What is expected:
In the listing that follows, count each line where the word "notched" appears; write nothing but the count.
################
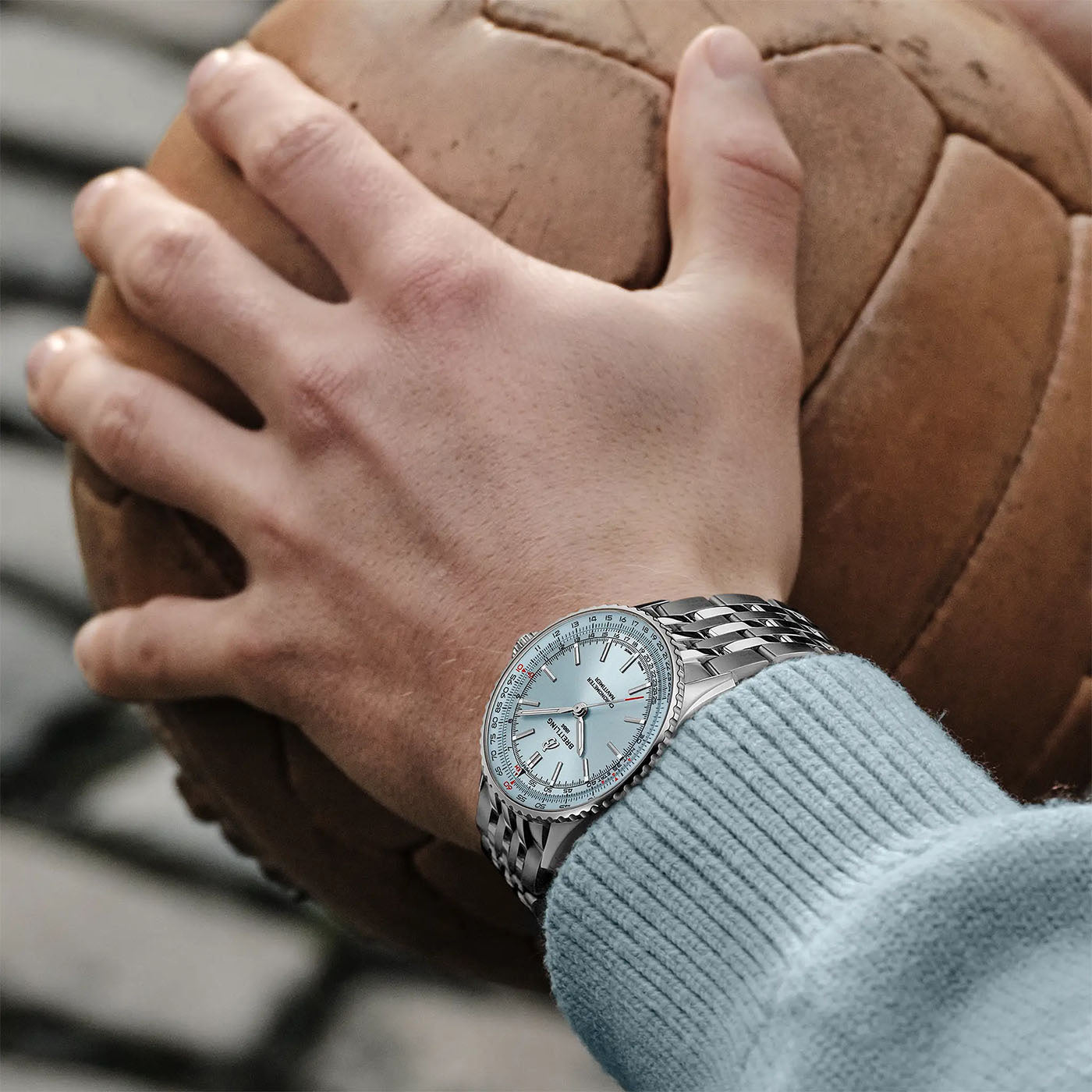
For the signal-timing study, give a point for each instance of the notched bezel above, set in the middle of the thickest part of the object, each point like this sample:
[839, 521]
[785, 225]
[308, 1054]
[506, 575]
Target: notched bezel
################
Task result:
2